Do this: Reproduce the data exactly.

Task input:
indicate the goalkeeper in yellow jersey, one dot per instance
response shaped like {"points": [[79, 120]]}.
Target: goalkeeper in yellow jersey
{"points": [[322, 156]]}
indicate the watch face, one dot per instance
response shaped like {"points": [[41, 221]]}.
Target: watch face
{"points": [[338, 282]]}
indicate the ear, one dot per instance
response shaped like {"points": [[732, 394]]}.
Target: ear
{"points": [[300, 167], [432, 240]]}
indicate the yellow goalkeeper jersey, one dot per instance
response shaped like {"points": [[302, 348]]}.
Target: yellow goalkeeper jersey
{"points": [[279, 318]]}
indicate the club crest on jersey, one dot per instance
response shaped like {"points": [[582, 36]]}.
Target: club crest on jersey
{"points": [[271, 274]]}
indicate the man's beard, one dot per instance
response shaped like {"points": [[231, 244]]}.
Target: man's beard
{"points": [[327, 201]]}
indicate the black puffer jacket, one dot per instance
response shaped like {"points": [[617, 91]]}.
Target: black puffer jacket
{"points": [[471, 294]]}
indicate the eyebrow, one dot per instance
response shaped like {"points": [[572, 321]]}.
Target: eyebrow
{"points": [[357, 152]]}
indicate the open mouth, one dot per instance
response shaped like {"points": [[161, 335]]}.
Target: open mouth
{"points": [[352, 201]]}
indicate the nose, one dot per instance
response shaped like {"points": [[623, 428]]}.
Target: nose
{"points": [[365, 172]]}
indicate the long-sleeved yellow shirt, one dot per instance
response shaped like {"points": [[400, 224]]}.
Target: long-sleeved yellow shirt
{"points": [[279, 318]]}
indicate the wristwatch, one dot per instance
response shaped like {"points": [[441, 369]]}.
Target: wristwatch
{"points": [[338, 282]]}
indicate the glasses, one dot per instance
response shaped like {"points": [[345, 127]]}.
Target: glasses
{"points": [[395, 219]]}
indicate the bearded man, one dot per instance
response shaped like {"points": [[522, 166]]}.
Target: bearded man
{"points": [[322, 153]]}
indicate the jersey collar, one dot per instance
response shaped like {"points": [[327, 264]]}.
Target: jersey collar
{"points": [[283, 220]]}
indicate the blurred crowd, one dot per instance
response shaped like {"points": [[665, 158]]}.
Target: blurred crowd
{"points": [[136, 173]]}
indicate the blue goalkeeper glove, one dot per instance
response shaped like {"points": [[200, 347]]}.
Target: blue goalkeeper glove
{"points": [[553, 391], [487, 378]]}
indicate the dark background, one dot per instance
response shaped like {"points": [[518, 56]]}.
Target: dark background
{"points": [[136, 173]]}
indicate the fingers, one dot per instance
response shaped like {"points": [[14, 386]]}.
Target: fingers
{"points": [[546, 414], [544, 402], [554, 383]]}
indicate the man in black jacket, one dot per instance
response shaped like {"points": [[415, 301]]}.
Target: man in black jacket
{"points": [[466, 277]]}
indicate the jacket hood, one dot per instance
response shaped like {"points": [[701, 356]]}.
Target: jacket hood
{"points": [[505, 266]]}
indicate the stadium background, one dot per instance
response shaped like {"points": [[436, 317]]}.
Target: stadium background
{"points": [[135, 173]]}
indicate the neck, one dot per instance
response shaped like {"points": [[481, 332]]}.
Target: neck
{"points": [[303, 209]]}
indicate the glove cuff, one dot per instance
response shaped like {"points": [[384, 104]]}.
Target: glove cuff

Result of the task:
indicate the goalkeeper in yellow jersey, one dot per instance
response shaped like {"points": [[79, 120]]}.
Target: goalkeeper in yellow jersey
{"points": [[322, 156]]}
indicate the watch face, one dot per instance
response shaped like {"points": [[41, 221]]}.
Target: watch face
{"points": [[338, 282]]}
indicate the ear, one dot per instance
response shaped like {"points": [[732, 394]]}.
Target: ear
{"points": [[300, 167], [432, 240]]}
indicate the yellow goalkeeper jersey, one dot per instance
response shaped like {"points": [[302, 348]]}.
Target: yellow goalkeeper jersey
{"points": [[279, 318]]}
indicate the club crest on jersey, one dot per instance
response shaped like {"points": [[582, 36]]}.
Target: club crest on jersey
{"points": [[271, 274]]}
indicate the man's beard, one dot per instance
response shaped like {"points": [[231, 244]]}.
Target: man's beard
{"points": [[327, 201]]}
indicate the black puffer jacket, one dot per instance
response shaped like {"points": [[617, 91]]}.
Target: black puffer jacket
{"points": [[471, 294]]}
indicate the eyebrow, one dot per instance
response shaped like {"points": [[572, 321]]}.
Target: eyebrow
{"points": [[357, 152]]}
indicate the open mouth, one dot per instance
response shaped like {"points": [[161, 335]]}.
Target: open mouth
{"points": [[352, 201]]}
indicate the nose, one dot per instance
response shaped like {"points": [[623, 428]]}.
Target: nose
{"points": [[365, 172]]}
indicate the long-sleeved yellow shirt, one dot per instance
response shaped like {"points": [[400, 224]]}.
Target: long-sleeved yellow shirt
{"points": [[279, 318]]}
indicate the wristwatch, one dot per instance
response shaped like {"points": [[441, 369]]}.
Target: wristwatch
{"points": [[338, 282]]}
indicate the glasses, one dot per instance
response shaped like {"points": [[345, 127]]}.
Target: glasses
{"points": [[395, 219]]}
indicate the bearded man, one dot per instance
response shaped like {"points": [[522, 166]]}.
Target: bearded man
{"points": [[322, 153]]}
indicate the jersey collar, one dot per instance
response shaped like {"points": [[327, 264]]}.
Target: jersey collar
{"points": [[283, 220]]}
indicate the blurred crowd, one dot per instance
response shaped like {"points": [[665, 158]]}.
Target: blurred crowd
{"points": [[136, 173]]}
indicate the blue goalkeeper glove, one dot per instance
response shaped like {"points": [[200, 347]]}.
Target: blue goalkeeper glove
{"points": [[553, 391], [487, 378]]}
indicate the dark background, one dot per instance
response shaped like {"points": [[518, 56]]}.
Target: dark background
{"points": [[136, 173]]}
indicate the fingers, one dot per instance
response shaped like {"points": [[14, 386]]}.
Target: fingers
{"points": [[546, 414], [544, 402], [554, 383]]}
indicate the man in black jacket, one dot per instance
response shaped like {"points": [[415, 301]]}.
Target: man in black jacket
{"points": [[466, 277]]}
indicate the jacket hood, one dot per instance
response shaped like {"points": [[701, 356]]}.
Target: jacket hood
{"points": [[505, 266]]}
indicate the stadium background, one dot per instance
response shaped like {"points": [[436, 317]]}.
Target: stadium background
{"points": [[135, 173]]}
indicate the neck, one dot per instance
response shaped like {"points": [[481, 332]]}.
Target: neck
{"points": [[303, 209]]}
indicate the glove cuff, one dot per instance
response shaped like {"points": [[384, 104]]}.
Target: glove cuff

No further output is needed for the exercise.